Copy the data below without any change, starting at the line that contains "Would you please identify the white wall" and stopping after the line that contains "column 245, row 101". Include nothing outside that span.

Start of Records for the task

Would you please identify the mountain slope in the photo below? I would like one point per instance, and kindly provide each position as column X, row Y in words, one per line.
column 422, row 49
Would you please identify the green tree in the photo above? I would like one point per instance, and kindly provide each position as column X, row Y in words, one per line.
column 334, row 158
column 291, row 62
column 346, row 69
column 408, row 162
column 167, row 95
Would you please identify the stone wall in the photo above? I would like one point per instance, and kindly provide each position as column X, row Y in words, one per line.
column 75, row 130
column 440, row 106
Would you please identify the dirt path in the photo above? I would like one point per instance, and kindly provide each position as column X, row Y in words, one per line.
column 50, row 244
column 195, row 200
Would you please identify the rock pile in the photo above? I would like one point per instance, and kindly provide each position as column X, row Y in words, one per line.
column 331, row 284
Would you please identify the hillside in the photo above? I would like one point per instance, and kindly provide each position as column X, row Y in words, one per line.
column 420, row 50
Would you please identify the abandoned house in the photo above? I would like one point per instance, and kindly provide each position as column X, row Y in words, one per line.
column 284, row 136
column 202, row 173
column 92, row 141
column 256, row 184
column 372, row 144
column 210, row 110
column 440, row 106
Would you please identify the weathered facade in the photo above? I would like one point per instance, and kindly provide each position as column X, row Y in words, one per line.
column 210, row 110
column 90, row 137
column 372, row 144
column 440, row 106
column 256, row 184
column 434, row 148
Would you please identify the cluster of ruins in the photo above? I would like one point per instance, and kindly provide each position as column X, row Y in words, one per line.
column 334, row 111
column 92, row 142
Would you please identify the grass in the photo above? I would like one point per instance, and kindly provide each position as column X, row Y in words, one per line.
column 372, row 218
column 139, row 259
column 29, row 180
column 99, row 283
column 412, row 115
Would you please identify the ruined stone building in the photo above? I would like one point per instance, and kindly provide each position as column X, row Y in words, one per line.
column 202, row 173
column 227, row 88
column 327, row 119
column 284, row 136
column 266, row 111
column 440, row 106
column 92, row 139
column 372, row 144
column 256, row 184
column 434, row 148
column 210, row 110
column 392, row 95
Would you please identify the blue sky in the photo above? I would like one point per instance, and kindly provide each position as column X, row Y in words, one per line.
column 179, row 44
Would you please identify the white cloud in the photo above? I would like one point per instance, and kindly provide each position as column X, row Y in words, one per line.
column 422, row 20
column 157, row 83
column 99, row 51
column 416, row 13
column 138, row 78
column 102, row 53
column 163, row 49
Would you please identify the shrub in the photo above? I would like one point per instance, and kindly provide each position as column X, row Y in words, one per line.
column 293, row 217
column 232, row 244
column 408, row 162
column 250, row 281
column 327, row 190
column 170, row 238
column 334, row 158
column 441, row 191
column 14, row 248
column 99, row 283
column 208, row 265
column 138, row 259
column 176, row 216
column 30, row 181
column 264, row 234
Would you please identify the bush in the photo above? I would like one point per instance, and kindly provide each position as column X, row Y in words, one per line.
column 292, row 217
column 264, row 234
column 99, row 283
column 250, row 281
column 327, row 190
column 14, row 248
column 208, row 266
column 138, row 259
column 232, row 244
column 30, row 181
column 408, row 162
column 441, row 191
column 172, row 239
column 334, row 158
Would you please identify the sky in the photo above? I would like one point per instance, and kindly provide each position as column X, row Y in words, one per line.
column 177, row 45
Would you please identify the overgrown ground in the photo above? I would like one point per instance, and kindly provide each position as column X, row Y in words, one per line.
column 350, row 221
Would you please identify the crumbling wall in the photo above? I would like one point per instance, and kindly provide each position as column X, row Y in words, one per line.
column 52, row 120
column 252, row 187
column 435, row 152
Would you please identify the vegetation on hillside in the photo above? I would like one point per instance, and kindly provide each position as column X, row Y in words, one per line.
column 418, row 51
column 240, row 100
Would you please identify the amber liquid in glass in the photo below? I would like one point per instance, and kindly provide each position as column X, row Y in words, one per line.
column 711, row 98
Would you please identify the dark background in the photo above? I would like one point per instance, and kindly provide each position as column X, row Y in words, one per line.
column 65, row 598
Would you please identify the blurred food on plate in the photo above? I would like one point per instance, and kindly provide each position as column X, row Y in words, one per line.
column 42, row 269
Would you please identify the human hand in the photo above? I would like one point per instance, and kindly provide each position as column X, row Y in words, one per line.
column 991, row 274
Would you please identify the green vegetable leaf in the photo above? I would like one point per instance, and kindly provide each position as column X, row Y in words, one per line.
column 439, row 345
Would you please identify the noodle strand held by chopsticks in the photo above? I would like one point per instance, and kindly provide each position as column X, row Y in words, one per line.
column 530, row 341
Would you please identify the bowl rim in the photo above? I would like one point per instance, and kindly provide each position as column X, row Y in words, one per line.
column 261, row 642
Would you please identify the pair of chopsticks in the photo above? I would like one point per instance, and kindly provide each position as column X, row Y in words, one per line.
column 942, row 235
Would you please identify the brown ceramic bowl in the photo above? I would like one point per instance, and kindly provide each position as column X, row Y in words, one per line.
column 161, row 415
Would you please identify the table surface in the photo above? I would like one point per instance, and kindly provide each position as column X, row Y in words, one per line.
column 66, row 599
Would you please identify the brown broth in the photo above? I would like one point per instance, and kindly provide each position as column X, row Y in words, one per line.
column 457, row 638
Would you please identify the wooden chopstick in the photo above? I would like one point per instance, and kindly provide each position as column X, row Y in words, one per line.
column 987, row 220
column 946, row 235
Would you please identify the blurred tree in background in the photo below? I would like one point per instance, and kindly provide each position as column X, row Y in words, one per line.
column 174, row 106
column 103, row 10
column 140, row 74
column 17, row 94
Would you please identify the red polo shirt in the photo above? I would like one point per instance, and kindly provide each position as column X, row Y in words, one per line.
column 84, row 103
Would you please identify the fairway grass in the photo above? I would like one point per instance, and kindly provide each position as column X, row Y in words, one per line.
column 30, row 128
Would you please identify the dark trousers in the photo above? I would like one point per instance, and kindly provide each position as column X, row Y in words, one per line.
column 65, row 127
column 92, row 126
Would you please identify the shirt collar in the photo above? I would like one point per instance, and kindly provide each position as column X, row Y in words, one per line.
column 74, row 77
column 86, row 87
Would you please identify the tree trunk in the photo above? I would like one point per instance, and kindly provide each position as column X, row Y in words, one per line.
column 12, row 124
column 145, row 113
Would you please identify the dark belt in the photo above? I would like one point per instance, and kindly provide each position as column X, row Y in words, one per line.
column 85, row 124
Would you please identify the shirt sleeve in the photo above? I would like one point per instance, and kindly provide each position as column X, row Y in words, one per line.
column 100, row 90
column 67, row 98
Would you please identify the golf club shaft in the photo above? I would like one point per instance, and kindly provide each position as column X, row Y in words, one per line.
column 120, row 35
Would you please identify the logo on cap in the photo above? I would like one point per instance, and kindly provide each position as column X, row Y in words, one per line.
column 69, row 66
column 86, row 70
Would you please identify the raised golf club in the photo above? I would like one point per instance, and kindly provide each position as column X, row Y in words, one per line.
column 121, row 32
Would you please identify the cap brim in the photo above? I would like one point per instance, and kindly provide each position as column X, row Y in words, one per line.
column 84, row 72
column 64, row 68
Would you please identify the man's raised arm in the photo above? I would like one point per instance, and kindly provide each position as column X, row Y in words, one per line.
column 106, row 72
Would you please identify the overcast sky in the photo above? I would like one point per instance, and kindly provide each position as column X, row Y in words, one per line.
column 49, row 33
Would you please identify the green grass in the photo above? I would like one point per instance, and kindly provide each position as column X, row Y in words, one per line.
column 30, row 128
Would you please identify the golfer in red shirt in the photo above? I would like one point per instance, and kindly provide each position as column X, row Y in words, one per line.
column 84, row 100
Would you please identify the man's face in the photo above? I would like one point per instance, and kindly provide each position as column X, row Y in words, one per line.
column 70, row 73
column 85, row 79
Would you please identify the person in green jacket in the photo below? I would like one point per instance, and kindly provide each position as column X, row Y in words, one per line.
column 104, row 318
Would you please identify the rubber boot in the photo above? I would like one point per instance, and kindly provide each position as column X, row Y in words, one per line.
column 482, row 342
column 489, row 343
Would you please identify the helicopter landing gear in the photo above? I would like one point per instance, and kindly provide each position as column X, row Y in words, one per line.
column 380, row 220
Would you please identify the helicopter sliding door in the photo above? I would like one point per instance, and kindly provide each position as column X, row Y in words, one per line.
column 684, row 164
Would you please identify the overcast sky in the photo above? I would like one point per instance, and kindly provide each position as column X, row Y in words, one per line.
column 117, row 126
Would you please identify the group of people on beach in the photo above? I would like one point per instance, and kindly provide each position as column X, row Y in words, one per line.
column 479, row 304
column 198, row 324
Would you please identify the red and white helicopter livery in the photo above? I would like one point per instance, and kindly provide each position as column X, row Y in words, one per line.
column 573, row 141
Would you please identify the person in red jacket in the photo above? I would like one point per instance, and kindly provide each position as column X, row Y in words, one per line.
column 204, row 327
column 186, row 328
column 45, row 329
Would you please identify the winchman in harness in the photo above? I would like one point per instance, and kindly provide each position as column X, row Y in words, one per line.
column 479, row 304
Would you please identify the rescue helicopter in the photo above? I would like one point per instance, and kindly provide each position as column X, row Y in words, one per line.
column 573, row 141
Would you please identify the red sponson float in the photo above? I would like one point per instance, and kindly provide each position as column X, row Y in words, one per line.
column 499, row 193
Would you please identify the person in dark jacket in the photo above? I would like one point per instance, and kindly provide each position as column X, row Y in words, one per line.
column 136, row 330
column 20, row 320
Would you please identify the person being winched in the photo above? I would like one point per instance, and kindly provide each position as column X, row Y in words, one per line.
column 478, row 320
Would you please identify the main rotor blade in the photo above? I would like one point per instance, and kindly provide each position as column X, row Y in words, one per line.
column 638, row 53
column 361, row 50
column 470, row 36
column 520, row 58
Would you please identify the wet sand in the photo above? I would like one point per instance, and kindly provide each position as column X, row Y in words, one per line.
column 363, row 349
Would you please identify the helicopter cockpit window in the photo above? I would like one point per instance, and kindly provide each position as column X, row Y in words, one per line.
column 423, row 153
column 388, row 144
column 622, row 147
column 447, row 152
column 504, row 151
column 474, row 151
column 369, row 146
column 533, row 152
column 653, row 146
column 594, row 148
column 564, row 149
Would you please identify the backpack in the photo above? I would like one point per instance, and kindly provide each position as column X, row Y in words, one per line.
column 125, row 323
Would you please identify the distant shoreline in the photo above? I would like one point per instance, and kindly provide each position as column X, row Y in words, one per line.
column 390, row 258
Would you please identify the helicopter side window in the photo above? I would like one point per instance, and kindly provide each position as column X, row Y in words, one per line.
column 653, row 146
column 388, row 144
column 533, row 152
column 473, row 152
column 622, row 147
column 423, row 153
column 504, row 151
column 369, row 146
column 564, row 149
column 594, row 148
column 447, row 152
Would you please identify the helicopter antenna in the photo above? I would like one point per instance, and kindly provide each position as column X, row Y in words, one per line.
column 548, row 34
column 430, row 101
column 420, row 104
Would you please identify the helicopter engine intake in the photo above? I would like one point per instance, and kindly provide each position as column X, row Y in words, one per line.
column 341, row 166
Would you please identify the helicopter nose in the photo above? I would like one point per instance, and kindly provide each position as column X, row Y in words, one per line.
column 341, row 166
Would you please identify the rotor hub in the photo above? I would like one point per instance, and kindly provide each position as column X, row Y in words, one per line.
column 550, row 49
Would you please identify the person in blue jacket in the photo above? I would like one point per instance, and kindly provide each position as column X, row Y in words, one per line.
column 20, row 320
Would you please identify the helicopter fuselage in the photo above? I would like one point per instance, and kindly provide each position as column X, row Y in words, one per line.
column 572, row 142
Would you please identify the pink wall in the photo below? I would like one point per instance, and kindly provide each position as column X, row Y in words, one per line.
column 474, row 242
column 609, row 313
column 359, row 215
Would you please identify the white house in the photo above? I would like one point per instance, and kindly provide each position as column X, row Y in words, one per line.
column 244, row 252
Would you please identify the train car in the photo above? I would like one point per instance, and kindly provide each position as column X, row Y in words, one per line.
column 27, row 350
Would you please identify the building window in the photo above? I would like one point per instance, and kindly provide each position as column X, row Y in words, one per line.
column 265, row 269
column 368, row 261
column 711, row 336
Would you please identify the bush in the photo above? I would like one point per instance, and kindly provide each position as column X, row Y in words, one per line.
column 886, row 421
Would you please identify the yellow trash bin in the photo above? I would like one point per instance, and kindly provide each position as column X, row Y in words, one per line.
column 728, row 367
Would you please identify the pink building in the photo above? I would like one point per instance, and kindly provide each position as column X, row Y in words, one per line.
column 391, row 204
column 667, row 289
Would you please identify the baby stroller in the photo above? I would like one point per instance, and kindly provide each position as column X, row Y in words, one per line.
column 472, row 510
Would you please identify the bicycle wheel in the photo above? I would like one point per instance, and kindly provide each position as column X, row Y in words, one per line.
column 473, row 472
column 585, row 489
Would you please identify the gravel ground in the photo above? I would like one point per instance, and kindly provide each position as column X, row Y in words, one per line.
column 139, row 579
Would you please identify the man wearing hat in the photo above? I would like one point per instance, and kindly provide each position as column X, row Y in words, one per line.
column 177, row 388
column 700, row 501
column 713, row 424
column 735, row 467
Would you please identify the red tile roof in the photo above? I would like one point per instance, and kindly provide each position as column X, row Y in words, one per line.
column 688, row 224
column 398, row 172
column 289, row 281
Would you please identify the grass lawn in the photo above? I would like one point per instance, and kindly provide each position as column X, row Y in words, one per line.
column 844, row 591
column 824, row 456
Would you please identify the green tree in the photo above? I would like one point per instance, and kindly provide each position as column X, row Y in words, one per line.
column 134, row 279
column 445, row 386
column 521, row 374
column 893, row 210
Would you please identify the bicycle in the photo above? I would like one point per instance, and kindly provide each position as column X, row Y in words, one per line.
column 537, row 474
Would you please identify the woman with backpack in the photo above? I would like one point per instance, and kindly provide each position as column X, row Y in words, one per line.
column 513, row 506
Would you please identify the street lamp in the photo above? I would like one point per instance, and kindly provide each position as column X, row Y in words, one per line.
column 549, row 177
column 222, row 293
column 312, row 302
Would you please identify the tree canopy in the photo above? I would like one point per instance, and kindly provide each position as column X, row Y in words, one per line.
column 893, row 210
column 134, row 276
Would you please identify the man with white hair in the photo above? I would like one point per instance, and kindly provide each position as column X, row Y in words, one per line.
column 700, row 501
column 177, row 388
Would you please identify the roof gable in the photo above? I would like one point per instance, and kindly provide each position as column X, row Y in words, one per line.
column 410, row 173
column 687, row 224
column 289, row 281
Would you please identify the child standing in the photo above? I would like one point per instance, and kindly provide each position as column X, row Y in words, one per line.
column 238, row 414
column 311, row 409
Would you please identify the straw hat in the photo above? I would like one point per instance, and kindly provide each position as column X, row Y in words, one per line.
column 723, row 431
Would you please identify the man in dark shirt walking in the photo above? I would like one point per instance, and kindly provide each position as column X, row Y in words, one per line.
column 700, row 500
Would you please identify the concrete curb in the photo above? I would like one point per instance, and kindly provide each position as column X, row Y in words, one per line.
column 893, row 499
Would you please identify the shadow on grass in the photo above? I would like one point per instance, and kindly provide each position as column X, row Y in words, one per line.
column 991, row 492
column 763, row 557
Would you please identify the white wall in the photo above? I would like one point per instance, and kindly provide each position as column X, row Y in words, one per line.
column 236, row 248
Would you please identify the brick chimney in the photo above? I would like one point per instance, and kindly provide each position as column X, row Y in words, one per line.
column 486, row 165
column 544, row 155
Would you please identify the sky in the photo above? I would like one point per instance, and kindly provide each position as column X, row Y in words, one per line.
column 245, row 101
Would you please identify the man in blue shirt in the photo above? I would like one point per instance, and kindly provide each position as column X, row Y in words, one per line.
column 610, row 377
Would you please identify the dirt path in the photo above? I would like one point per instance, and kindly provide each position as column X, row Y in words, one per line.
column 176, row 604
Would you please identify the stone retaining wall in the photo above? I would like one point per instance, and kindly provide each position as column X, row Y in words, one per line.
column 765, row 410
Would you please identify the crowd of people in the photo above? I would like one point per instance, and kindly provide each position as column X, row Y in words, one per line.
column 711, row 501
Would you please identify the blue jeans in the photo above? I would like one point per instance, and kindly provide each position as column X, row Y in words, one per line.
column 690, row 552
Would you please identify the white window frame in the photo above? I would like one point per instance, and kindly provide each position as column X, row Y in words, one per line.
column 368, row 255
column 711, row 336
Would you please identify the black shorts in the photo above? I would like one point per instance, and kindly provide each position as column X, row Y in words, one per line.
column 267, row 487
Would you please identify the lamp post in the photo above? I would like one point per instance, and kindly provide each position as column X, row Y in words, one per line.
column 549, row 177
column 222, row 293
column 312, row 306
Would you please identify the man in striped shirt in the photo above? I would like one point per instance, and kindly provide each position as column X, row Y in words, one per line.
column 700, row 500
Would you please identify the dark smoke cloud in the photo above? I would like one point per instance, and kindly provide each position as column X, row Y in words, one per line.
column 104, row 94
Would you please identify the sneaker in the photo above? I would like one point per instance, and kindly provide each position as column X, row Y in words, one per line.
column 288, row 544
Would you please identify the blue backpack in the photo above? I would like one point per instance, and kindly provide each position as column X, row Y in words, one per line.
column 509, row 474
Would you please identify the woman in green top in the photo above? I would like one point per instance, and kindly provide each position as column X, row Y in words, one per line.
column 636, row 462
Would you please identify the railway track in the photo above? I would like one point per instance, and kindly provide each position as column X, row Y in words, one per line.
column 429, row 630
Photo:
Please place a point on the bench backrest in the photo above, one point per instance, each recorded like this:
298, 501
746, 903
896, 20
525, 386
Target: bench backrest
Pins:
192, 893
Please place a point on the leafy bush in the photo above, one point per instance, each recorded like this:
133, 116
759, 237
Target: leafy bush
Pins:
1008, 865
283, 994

End of Records for the task

Result of this exercise →
Would you please identify the white wall in the photo above? I would like one point per instance, and kindly provide each position as column X, row Y in words, one per line.
column 236, row 248
Would you please identify the brick chimney in the photo above? I would like one point per instance, and kindly provide each position as column X, row Y in words, one per line.
column 486, row 165
column 544, row 155
Would you please identify the sky in the photo above? I would like one point per instance, and kindly provide each position as column X, row Y in words, one per line.
column 245, row 101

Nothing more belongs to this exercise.